▶ **YOUR INSTRUCTIONS**
Return the lines of the records word for word, starting at the line containing "task: outline the chinstrap penguin" and ending at the line containing "171 94 L 168".
★ ★ ★
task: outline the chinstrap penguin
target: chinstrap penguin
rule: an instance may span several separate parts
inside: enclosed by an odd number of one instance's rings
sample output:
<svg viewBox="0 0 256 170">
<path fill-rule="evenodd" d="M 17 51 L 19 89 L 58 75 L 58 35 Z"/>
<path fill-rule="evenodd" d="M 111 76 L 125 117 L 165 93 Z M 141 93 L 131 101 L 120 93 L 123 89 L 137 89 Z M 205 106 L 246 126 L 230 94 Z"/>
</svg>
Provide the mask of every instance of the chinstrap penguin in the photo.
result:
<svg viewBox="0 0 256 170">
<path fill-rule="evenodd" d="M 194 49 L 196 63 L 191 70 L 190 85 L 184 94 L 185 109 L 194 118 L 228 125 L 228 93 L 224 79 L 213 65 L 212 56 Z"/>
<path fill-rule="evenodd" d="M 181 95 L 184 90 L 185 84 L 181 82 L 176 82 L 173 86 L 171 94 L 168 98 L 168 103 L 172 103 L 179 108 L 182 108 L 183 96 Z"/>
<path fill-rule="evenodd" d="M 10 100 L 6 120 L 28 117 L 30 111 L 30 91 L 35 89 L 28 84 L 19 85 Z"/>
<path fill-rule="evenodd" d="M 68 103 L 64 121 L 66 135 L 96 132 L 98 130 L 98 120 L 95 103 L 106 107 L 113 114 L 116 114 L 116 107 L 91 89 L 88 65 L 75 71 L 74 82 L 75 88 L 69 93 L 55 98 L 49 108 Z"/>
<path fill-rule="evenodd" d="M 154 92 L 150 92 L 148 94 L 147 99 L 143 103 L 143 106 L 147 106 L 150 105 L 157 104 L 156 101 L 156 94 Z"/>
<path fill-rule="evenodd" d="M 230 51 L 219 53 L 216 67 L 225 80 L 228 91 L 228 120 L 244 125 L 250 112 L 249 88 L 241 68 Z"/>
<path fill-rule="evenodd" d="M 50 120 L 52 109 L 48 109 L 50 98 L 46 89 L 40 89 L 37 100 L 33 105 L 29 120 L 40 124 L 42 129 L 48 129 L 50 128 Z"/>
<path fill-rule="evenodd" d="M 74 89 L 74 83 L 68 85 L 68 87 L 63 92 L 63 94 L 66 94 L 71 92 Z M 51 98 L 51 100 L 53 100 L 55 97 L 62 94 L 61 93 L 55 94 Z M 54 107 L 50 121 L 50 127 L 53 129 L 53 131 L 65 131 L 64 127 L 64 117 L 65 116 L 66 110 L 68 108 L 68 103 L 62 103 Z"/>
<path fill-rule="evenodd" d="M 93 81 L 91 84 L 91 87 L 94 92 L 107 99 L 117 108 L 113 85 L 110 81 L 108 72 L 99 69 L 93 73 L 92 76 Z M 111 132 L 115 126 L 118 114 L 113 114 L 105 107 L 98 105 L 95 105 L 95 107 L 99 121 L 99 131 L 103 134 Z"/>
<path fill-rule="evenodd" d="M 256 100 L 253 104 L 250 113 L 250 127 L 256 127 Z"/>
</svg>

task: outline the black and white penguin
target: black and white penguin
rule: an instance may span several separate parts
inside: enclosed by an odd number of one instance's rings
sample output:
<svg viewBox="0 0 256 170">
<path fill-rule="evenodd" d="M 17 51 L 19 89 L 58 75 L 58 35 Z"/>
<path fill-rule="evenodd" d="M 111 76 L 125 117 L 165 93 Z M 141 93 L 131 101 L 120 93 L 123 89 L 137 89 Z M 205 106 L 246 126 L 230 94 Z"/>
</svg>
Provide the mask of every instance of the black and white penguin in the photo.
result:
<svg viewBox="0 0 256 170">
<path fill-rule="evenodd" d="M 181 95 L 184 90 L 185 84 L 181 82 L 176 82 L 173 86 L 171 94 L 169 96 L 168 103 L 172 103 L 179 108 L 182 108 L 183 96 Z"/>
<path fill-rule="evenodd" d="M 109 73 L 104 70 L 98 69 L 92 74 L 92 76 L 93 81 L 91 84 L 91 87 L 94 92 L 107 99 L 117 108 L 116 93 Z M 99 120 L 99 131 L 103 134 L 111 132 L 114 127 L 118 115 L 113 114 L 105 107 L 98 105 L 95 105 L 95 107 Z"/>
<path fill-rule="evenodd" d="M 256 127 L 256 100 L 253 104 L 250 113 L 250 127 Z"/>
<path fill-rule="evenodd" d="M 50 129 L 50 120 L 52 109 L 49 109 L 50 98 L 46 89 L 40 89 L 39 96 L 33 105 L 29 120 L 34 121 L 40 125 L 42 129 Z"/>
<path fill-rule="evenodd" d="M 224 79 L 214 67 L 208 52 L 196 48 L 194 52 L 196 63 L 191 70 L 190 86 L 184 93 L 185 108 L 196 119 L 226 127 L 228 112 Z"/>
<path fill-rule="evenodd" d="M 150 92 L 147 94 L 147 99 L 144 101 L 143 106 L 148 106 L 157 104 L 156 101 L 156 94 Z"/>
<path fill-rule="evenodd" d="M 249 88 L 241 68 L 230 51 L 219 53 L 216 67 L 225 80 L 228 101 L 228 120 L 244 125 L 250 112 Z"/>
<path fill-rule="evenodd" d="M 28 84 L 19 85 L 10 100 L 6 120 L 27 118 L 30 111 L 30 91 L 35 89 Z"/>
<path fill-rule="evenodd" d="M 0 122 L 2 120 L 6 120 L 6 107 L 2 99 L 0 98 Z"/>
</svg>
★ ★ ★
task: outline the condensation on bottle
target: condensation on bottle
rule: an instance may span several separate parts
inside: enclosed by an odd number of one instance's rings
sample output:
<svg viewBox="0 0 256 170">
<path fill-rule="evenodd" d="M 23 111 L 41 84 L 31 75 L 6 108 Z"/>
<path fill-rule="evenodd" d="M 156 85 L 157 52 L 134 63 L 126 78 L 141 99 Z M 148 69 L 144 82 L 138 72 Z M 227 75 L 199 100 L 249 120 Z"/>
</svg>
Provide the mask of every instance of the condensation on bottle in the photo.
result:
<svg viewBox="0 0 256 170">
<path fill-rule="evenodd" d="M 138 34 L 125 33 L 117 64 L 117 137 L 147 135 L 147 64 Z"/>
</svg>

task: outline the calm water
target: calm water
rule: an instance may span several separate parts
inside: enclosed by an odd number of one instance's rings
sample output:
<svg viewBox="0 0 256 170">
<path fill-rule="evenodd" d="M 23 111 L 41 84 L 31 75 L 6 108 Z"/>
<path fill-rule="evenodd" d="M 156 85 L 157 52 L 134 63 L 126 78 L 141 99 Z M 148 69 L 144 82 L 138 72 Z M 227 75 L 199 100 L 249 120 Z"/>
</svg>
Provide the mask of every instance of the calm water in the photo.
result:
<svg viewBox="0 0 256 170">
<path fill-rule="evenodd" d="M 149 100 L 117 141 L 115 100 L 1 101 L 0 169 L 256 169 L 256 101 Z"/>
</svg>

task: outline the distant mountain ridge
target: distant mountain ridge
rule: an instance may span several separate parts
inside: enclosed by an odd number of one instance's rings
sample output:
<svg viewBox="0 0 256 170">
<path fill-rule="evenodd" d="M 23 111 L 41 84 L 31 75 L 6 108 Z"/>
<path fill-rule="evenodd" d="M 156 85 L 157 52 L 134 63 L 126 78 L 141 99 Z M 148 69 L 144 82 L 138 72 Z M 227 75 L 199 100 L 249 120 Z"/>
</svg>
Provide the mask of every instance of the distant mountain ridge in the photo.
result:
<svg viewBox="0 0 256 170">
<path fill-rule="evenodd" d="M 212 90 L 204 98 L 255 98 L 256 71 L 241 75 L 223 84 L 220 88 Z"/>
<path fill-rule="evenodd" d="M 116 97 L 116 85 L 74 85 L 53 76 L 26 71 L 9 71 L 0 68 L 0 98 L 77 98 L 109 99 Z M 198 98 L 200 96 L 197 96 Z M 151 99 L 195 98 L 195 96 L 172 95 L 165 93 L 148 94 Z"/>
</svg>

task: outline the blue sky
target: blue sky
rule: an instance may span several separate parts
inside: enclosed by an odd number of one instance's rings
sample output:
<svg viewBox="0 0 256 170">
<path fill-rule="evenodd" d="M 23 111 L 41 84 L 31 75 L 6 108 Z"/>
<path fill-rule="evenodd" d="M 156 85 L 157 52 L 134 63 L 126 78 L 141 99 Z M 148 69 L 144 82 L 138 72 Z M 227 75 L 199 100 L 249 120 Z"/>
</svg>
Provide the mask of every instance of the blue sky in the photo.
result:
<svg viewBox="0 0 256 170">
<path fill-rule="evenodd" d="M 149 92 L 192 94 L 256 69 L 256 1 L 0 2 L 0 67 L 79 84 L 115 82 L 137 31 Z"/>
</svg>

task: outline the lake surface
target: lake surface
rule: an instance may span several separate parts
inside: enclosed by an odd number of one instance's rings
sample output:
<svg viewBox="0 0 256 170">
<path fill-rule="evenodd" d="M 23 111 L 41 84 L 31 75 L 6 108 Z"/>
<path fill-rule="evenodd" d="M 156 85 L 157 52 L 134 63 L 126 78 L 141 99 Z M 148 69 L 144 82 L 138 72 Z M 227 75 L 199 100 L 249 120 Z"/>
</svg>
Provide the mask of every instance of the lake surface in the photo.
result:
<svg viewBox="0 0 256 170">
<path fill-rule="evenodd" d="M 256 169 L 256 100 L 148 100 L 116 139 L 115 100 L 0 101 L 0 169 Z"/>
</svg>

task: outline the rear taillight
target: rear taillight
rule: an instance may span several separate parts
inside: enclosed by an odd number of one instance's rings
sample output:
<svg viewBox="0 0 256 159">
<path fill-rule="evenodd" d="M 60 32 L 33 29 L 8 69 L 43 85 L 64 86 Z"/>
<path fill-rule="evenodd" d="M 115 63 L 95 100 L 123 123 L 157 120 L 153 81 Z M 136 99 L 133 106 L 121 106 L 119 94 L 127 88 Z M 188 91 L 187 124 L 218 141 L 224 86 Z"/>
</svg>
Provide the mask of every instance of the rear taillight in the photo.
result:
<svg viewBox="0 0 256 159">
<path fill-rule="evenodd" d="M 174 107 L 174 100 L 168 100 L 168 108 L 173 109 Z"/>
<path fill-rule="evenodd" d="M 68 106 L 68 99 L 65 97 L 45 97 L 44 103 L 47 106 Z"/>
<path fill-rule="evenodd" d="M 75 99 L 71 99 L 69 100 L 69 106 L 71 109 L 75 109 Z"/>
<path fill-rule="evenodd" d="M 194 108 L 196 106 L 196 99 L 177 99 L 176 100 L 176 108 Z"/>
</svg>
★ ★ ★
▶ **RESPONSE BELOW**
task: outline the chinstrap penguin
target: chinstrap penguin
rule: an instance may span several separate parts
inside: enclosed by an odd number of one instance's rings
sample output:
<svg viewBox="0 0 256 170">
<path fill-rule="evenodd" d="M 17 51 L 19 89 L 58 75 L 58 35 Z"/>
<path fill-rule="evenodd" d="M 111 76 L 125 117 L 165 93 Z M 141 93 L 131 101 L 120 93 L 123 89 L 137 89 Z M 205 106 L 246 126 L 230 94 Z"/>
</svg>
Provide the mask of every instance of the chinstrap penguin in the photo.
result:
<svg viewBox="0 0 256 170">
<path fill-rule="evenodd" d="M 194 49 L 196 63 L 191 70 L 190 85 L 184 94 L 185 109 L 194 118 L 228 125 L 228 93 L 224 79 L 213 65 L 212 56 Z"/>
<path fill-rule="evenodd" d="M 181 95 L 184 90 L 185 84 L 181 82 L 176 82 L 173 86 L 171 94 L 168 98 L 168 103 L 172 103 L 179 108 L 182 108 L 183 96 Z"/>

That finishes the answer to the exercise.